:: Your task ::
Determine which lines of the records include the word "below", and copy them.

:: Records shown ::
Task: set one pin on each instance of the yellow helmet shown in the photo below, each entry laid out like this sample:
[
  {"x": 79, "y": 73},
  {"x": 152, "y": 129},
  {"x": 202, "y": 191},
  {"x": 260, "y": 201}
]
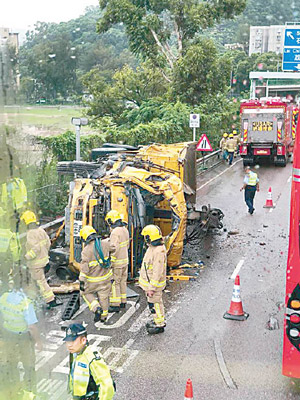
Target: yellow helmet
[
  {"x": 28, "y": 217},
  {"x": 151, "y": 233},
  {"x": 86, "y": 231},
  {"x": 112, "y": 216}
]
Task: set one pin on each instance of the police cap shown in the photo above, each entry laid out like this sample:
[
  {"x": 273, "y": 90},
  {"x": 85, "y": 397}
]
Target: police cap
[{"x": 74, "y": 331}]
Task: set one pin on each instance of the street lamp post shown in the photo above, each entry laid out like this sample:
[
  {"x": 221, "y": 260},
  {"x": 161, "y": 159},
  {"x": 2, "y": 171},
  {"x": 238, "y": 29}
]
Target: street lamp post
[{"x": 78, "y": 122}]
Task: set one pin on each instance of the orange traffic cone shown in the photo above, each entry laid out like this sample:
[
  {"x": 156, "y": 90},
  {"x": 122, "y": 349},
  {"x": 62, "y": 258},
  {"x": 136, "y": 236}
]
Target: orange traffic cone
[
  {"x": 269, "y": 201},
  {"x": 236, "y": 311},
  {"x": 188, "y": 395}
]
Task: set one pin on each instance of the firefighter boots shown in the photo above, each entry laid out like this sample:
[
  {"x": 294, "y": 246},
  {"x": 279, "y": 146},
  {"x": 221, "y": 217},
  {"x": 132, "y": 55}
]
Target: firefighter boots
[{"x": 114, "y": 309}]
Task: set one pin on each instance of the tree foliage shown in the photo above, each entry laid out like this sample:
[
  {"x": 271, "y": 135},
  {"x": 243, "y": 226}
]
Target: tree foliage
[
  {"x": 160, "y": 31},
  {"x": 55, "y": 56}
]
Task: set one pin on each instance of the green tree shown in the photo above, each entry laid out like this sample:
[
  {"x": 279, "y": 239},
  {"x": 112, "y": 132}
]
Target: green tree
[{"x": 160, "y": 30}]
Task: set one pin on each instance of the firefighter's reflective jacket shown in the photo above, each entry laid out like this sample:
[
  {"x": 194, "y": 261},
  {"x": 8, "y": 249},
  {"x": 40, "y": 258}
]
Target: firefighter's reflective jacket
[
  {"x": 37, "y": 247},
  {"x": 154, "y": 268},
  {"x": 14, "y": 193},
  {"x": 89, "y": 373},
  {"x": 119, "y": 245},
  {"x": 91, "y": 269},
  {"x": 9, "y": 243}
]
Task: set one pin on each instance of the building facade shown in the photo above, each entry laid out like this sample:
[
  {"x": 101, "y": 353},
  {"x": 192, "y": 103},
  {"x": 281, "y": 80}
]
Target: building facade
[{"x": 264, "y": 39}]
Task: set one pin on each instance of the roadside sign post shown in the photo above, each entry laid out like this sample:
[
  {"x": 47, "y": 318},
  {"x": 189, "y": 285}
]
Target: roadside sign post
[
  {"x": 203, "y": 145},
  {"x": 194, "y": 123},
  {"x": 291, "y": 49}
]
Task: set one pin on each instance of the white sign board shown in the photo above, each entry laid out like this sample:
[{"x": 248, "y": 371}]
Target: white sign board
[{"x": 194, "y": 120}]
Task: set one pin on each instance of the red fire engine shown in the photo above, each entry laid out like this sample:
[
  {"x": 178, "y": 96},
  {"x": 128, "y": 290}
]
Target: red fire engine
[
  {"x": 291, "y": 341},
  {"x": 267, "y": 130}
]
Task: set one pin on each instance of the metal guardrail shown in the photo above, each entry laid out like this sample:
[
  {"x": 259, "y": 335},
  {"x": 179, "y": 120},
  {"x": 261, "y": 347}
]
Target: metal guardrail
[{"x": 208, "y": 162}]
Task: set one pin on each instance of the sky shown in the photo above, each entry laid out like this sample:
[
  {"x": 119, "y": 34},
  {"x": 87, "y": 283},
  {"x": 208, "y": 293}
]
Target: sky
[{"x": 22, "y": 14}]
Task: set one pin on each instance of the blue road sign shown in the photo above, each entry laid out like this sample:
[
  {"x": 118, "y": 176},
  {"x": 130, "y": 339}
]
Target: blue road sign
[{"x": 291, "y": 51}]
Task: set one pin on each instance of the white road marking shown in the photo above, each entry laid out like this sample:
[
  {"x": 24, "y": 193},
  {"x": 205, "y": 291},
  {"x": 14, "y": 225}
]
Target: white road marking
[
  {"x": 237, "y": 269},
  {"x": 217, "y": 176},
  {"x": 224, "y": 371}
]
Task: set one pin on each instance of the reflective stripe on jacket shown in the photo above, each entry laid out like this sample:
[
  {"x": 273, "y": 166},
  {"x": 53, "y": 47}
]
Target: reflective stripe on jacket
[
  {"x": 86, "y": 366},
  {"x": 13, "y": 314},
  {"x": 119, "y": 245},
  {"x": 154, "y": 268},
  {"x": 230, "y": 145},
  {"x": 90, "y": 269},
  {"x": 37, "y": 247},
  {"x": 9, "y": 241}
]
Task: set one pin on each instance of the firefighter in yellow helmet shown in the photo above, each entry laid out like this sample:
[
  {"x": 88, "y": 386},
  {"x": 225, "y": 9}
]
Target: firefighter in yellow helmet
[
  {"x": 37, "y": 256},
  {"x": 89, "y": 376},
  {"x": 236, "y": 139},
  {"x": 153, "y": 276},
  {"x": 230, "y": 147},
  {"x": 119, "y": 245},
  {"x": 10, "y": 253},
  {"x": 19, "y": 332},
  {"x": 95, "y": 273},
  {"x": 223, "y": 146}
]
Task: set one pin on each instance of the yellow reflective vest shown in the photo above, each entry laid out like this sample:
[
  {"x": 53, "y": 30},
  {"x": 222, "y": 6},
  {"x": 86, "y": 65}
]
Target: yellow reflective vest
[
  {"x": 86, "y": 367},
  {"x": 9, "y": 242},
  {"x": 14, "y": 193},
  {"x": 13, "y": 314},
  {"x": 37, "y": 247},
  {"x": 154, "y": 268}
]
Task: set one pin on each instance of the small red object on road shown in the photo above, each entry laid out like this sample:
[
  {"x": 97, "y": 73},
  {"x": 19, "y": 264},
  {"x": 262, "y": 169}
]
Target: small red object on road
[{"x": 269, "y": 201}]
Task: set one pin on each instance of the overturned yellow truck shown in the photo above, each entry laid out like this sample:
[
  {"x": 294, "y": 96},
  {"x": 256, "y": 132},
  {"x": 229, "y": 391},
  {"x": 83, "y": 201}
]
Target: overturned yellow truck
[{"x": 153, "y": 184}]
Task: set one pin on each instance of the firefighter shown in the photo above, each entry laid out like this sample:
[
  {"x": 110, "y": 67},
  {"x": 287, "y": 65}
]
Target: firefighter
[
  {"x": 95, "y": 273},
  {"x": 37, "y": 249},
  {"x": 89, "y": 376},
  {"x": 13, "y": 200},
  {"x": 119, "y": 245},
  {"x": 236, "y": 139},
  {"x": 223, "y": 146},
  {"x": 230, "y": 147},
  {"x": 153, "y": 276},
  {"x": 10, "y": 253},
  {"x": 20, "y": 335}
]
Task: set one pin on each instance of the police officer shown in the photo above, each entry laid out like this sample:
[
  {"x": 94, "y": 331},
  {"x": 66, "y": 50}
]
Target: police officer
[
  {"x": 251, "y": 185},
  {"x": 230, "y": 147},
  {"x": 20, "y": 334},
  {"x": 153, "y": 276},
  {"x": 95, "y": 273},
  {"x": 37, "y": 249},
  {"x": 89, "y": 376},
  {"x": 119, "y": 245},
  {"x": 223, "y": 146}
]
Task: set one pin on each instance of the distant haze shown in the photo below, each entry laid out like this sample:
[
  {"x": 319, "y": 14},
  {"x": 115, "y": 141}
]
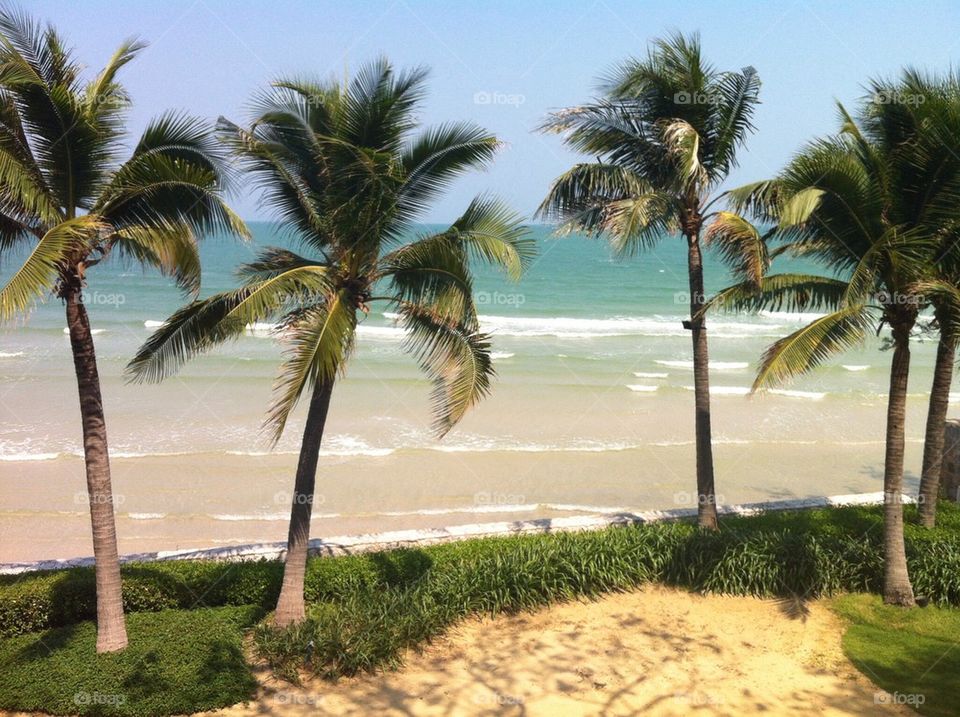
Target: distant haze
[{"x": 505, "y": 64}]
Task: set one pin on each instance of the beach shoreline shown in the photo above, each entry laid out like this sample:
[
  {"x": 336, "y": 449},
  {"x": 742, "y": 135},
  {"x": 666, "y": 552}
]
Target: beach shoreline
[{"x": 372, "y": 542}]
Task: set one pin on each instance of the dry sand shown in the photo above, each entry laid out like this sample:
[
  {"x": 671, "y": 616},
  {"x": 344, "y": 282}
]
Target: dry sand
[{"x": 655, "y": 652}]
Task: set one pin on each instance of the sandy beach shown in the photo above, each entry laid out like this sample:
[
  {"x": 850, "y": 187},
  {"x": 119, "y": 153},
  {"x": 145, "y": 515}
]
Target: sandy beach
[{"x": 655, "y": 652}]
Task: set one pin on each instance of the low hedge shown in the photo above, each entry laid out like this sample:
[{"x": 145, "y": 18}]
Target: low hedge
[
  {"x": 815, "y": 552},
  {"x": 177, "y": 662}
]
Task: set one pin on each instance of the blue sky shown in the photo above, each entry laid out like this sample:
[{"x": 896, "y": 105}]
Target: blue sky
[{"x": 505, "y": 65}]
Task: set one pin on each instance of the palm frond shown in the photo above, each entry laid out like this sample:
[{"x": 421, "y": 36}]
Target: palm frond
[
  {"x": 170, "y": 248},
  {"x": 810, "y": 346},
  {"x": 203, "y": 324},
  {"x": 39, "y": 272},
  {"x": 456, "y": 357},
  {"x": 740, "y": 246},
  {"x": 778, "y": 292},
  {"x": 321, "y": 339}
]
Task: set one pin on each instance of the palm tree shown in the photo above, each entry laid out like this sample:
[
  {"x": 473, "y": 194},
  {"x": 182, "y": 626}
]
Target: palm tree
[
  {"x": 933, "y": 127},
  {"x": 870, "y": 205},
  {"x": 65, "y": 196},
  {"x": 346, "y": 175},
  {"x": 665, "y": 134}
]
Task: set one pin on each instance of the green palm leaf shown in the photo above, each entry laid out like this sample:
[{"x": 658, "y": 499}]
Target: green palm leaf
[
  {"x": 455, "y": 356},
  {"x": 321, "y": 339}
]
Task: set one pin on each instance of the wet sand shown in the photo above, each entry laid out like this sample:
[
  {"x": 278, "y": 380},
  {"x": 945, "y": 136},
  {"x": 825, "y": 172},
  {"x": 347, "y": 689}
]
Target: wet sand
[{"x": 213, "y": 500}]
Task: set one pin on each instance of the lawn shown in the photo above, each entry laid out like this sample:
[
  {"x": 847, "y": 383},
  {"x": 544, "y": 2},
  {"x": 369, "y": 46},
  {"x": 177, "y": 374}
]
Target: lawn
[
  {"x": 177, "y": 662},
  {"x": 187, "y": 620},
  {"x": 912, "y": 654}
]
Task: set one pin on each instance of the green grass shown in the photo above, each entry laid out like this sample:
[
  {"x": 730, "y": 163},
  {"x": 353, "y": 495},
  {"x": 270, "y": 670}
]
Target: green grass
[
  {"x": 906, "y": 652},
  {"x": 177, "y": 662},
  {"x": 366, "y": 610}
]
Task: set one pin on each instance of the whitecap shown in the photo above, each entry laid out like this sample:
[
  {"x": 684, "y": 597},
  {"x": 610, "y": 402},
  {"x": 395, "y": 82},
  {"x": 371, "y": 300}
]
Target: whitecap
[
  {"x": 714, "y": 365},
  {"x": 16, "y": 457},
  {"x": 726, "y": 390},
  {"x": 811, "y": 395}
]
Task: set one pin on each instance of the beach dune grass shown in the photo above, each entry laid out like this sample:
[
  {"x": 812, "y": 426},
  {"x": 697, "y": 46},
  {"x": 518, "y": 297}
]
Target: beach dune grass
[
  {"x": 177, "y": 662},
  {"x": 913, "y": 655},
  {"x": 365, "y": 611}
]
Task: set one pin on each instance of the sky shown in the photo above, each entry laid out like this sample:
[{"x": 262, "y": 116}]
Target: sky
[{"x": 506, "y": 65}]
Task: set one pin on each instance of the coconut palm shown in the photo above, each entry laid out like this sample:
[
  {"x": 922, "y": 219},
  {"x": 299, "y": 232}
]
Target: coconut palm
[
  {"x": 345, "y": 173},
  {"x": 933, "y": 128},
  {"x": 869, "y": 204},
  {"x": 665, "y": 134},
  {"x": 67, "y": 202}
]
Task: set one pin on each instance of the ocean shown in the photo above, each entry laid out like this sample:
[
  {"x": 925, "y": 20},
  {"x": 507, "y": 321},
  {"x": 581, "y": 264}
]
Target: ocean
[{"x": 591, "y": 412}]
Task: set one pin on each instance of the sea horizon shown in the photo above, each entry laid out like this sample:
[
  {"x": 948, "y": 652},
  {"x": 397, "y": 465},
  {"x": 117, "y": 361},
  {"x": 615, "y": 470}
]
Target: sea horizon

:: Answer for the task ::
Task: set one pin on each instance of the yellow helmet shown in the photo below, each entry laid out like this sample:
Task: set one pin on each instance of the distant haze shown in the photo below, each entry laid out like this sample:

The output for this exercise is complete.